* **CHALLENGE**
Collect and copy out every line in the entries below that contains the word "football".

>> BEGIN

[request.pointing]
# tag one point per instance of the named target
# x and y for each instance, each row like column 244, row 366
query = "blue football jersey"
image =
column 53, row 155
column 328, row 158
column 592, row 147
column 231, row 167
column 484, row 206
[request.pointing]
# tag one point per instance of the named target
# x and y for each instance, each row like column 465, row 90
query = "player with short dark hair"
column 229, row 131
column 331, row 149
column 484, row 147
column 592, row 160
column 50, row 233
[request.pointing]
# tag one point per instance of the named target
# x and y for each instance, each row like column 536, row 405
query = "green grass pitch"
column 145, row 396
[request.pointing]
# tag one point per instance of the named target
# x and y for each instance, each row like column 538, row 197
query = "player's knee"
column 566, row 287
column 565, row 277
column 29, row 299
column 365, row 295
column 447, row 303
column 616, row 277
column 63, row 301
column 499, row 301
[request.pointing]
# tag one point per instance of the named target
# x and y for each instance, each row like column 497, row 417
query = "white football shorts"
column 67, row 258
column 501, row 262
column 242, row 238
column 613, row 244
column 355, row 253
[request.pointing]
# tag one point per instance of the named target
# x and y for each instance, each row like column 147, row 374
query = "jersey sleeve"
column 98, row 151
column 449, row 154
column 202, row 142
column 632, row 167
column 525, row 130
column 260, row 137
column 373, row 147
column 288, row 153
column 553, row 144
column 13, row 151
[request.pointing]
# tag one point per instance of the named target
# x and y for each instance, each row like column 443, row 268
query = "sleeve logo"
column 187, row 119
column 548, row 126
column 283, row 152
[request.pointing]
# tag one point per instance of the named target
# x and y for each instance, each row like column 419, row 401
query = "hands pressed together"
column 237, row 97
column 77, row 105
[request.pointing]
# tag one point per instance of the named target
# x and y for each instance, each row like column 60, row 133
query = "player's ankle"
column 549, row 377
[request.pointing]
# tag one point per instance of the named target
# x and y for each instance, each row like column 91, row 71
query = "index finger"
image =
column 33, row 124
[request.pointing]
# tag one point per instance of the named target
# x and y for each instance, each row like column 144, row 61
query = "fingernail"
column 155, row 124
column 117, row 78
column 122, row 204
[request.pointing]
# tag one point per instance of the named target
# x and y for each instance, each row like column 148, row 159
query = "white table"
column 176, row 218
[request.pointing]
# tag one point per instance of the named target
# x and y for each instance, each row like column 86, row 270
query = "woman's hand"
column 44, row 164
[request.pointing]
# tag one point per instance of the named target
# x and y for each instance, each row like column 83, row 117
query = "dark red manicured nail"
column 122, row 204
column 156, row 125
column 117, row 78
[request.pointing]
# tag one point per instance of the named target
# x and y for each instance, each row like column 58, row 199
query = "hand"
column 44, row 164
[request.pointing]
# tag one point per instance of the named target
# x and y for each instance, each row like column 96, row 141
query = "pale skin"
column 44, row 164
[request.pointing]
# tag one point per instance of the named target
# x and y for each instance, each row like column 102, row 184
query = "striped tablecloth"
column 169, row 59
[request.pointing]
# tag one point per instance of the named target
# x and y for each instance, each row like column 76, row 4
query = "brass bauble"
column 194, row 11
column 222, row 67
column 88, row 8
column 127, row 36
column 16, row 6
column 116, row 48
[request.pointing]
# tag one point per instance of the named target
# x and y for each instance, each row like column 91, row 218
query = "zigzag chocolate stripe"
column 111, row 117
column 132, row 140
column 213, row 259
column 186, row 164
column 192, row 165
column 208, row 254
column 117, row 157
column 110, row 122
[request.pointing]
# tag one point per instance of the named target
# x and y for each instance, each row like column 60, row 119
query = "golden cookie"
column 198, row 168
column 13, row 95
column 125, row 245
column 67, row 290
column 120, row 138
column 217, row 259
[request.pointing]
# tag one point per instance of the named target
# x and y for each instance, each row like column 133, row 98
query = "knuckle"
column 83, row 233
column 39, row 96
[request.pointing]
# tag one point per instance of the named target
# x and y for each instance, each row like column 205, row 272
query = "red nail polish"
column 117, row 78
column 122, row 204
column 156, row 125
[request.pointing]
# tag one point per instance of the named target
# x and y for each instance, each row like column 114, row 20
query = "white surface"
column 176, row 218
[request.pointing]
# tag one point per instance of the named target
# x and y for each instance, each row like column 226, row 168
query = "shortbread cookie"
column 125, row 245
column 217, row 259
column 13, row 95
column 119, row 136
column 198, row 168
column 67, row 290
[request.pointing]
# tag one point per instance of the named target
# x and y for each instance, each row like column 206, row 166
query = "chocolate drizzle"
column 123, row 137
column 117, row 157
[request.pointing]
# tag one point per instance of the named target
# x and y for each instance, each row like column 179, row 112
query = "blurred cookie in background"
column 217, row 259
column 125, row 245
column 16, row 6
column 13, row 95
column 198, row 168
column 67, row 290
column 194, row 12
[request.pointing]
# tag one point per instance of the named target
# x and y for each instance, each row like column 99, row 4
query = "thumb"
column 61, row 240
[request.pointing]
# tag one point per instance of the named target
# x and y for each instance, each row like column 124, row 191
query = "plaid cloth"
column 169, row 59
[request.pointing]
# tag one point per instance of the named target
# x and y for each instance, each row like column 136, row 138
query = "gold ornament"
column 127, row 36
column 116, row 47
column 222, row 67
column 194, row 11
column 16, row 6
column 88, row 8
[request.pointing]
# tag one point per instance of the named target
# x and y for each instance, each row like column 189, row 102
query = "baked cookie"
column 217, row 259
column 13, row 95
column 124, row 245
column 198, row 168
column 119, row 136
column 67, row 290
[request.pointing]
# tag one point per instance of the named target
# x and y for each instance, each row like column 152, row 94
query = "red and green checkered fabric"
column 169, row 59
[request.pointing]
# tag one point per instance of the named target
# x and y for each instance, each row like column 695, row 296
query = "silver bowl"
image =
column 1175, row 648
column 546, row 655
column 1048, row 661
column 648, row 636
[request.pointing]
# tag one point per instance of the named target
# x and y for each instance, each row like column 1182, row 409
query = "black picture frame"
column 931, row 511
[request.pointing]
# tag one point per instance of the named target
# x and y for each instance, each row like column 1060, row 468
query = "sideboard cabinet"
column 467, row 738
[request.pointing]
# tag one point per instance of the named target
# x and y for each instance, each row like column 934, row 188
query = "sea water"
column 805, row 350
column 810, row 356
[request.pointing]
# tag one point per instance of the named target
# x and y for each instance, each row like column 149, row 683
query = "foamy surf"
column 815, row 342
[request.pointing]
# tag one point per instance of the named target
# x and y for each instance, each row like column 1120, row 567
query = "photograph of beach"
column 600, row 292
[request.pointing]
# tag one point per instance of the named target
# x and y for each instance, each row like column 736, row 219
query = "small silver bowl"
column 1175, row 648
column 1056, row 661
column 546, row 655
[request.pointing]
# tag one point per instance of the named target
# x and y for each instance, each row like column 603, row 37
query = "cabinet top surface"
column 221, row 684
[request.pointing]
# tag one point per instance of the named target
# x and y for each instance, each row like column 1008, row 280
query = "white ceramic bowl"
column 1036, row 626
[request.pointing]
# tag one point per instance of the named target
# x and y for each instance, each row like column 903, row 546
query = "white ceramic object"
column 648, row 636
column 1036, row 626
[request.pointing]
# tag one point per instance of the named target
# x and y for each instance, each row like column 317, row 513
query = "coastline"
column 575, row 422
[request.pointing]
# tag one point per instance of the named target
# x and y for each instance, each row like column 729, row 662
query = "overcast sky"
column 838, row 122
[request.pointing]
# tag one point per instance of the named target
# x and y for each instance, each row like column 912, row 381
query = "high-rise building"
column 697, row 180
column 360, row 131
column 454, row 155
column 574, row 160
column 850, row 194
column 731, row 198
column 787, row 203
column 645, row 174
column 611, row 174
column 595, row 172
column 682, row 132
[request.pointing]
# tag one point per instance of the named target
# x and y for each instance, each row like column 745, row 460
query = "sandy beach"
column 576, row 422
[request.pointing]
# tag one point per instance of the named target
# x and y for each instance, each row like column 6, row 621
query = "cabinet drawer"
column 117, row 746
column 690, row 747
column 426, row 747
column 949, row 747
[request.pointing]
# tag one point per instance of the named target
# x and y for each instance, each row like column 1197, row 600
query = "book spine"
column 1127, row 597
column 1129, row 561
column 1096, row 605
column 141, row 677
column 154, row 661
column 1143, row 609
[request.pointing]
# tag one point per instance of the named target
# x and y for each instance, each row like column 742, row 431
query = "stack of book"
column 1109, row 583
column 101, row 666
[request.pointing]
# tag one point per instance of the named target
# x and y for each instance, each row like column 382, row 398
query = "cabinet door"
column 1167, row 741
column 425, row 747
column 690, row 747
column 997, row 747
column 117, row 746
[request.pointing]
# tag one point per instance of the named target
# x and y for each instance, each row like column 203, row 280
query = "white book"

>> END

* **TASK RESPONSE**
query = "blue football jersey"
query = "white football shorts"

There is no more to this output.